── Given records
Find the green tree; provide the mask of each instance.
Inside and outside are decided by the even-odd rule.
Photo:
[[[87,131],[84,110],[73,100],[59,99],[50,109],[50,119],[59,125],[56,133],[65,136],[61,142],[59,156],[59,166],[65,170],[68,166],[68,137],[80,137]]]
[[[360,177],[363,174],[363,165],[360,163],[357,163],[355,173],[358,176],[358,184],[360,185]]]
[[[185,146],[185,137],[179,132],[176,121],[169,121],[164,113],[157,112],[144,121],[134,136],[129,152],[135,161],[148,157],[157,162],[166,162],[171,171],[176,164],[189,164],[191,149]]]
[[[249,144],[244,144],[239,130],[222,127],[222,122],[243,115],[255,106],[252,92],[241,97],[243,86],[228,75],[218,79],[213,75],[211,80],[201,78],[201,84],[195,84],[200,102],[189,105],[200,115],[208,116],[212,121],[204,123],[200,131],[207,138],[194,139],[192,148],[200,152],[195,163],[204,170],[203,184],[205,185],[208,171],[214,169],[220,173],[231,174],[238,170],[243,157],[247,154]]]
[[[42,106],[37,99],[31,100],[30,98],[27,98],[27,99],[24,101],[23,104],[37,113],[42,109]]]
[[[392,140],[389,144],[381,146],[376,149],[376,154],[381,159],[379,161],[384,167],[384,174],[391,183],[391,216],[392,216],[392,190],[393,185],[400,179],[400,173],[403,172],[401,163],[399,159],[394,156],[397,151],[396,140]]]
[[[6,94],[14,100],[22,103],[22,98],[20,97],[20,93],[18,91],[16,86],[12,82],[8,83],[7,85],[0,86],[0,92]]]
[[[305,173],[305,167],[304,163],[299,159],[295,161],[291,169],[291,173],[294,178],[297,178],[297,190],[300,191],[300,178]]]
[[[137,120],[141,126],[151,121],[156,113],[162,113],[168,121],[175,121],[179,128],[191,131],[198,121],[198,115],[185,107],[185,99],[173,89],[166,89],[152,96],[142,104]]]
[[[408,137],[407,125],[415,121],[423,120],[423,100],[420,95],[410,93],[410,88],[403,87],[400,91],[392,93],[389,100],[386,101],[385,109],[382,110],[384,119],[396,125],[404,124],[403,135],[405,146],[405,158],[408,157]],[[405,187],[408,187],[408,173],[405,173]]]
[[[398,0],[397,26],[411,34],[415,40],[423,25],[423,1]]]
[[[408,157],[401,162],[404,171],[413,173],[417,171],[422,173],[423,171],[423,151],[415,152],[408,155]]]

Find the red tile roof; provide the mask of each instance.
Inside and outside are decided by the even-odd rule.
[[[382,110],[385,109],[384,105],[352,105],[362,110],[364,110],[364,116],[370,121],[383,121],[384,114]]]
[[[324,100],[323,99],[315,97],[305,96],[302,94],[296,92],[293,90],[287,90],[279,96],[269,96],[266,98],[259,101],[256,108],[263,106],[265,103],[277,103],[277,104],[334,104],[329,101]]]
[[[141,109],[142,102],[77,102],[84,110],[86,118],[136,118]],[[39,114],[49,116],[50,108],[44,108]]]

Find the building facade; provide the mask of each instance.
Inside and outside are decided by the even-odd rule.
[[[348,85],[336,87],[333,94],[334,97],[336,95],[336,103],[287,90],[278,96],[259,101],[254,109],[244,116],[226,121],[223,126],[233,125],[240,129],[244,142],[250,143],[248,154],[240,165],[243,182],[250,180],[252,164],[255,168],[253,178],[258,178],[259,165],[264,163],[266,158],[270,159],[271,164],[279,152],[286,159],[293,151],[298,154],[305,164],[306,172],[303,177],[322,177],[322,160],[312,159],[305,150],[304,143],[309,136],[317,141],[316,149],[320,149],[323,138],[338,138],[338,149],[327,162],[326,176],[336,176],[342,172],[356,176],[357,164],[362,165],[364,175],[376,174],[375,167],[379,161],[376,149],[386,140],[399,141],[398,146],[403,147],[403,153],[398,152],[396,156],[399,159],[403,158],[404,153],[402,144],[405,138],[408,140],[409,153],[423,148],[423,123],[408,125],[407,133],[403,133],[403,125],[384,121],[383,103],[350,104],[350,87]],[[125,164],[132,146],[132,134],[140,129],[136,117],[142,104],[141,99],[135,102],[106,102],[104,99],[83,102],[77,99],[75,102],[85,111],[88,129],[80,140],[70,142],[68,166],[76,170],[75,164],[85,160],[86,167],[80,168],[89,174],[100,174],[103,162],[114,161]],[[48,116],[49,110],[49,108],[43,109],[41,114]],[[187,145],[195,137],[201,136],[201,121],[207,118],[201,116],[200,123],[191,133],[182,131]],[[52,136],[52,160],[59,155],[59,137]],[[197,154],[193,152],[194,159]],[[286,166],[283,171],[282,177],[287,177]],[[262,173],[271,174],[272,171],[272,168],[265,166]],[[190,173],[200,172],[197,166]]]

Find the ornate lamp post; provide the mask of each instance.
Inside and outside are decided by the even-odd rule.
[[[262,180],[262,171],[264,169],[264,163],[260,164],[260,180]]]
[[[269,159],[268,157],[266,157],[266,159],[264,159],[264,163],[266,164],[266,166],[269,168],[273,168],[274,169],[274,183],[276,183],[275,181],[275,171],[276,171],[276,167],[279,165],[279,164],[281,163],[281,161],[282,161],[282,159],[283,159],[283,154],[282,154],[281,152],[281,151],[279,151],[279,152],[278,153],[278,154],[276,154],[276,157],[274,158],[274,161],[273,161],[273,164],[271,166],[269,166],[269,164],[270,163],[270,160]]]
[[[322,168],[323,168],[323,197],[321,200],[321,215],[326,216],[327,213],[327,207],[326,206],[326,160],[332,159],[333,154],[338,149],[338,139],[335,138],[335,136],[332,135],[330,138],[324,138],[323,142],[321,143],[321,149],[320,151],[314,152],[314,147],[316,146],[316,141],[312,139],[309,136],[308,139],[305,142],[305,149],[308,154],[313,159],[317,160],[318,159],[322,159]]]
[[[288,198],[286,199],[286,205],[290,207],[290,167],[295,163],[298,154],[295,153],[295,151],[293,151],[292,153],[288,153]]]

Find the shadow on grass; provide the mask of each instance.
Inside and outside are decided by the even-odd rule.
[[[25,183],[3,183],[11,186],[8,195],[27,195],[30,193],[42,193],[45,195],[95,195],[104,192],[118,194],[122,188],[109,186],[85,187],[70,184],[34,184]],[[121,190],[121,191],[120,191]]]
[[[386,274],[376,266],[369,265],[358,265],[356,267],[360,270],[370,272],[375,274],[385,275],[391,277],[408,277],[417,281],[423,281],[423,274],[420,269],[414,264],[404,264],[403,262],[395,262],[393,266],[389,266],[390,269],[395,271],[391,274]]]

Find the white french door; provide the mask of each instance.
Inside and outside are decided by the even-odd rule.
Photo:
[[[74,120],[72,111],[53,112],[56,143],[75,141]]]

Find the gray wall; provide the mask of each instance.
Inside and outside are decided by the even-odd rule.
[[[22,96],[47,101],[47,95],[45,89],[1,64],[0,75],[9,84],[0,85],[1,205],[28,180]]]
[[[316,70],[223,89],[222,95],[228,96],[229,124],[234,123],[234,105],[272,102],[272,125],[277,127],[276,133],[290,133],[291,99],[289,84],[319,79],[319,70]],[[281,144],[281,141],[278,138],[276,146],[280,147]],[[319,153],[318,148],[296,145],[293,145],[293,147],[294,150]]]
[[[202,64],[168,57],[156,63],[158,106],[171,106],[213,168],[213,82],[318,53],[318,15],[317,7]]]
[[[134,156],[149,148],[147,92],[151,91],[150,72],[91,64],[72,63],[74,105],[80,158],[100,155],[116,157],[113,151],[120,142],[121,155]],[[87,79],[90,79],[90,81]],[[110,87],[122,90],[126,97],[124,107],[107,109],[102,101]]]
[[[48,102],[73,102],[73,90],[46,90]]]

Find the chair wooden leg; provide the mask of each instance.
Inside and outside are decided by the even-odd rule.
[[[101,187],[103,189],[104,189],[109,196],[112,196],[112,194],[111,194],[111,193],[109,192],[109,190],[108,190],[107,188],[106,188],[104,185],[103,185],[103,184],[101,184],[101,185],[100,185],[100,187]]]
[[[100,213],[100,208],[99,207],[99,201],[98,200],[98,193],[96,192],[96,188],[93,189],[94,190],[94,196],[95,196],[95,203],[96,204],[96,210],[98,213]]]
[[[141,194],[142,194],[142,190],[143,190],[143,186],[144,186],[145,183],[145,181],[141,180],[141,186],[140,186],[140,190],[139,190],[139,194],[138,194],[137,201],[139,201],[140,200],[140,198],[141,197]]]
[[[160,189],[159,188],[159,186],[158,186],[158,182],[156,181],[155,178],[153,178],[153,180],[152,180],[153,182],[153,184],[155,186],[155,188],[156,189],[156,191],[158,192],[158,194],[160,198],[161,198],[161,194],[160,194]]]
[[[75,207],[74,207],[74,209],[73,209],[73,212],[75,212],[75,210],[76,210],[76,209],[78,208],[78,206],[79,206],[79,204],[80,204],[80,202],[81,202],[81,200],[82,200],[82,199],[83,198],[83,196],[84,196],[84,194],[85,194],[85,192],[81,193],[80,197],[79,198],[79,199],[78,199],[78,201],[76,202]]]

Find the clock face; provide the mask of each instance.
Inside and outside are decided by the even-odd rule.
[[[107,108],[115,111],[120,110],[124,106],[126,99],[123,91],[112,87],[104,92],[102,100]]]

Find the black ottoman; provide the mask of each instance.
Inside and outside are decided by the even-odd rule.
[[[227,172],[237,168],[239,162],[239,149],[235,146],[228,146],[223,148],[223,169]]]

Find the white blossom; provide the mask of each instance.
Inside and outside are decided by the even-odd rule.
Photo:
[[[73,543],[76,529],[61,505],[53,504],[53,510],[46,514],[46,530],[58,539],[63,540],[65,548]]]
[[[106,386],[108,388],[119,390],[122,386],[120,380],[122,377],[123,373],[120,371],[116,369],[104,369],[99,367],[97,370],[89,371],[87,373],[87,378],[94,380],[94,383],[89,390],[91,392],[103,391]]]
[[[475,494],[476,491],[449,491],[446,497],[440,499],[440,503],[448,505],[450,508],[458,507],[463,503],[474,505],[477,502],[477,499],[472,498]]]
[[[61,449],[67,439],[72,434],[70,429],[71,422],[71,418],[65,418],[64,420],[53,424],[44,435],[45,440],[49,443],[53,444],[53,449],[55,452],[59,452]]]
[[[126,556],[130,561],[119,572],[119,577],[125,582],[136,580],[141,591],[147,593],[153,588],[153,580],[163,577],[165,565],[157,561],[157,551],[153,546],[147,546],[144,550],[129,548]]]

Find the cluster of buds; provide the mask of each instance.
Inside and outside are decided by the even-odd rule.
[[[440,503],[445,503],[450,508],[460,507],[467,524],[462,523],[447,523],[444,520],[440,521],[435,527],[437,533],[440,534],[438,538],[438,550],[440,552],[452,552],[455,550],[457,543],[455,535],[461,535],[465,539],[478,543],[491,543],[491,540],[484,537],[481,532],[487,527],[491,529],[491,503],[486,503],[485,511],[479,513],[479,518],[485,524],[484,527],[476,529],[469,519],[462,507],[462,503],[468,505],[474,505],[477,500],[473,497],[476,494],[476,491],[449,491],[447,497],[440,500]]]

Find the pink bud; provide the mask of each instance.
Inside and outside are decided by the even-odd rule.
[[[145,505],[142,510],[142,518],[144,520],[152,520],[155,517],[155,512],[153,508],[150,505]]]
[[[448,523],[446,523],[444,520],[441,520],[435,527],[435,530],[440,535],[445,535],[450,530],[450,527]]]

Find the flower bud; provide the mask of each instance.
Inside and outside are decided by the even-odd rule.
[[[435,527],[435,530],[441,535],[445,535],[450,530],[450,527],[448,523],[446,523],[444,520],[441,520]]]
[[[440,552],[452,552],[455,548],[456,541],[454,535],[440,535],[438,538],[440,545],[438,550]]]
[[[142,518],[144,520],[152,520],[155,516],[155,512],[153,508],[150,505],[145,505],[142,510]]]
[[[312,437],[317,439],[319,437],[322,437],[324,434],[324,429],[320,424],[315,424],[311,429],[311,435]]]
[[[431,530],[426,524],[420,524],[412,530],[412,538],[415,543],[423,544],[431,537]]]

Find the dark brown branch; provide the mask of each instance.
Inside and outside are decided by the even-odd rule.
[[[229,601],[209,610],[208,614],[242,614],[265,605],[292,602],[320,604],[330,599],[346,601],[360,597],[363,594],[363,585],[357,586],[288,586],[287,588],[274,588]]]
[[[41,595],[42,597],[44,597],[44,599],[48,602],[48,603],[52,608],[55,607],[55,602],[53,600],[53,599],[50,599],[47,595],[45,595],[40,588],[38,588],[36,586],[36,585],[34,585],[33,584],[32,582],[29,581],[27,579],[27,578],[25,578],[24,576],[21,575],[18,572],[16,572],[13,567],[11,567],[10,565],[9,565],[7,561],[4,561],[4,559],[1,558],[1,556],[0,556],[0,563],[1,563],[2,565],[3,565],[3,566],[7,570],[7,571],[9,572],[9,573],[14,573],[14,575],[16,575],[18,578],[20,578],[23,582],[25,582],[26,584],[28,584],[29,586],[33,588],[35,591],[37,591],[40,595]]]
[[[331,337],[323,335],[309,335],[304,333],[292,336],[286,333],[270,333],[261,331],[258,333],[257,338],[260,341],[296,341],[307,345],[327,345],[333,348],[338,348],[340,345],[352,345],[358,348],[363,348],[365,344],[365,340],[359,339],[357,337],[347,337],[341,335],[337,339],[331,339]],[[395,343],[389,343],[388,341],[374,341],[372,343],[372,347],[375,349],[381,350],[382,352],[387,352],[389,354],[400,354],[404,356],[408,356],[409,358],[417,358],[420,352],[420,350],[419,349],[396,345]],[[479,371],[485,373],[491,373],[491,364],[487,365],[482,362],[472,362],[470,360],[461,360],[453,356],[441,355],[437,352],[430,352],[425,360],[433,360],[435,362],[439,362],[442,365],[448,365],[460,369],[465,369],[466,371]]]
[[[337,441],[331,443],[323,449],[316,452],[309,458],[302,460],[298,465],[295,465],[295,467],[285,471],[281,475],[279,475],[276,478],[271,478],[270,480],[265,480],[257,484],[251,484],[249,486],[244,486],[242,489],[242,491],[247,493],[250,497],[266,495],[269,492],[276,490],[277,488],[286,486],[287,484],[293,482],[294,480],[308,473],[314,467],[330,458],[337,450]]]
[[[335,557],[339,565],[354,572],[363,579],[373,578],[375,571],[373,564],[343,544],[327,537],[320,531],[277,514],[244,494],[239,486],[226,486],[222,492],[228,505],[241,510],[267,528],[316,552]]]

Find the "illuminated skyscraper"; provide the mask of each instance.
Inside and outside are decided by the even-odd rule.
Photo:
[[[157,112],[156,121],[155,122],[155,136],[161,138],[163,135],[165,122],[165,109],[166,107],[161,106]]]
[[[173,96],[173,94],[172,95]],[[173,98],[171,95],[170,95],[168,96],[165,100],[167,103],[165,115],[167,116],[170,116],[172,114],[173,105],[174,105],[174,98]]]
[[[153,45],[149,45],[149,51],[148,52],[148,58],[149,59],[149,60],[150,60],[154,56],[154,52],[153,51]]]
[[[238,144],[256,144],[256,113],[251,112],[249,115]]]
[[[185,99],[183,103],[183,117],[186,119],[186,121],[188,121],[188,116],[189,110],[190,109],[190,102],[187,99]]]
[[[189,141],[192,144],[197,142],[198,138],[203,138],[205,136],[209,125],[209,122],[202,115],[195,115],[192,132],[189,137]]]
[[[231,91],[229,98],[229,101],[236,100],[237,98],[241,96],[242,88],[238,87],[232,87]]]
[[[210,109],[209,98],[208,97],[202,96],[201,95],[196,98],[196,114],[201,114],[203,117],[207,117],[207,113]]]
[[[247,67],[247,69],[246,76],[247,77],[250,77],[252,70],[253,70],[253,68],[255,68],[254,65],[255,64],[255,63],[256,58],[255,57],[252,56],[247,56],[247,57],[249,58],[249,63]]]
────
Written request ▸ Pull out each line of the material that contains the word "white".

Finished exercise ▸
Find the white french door; provide the mask of each instance.
Find the white blossom; provide the mask of each instance.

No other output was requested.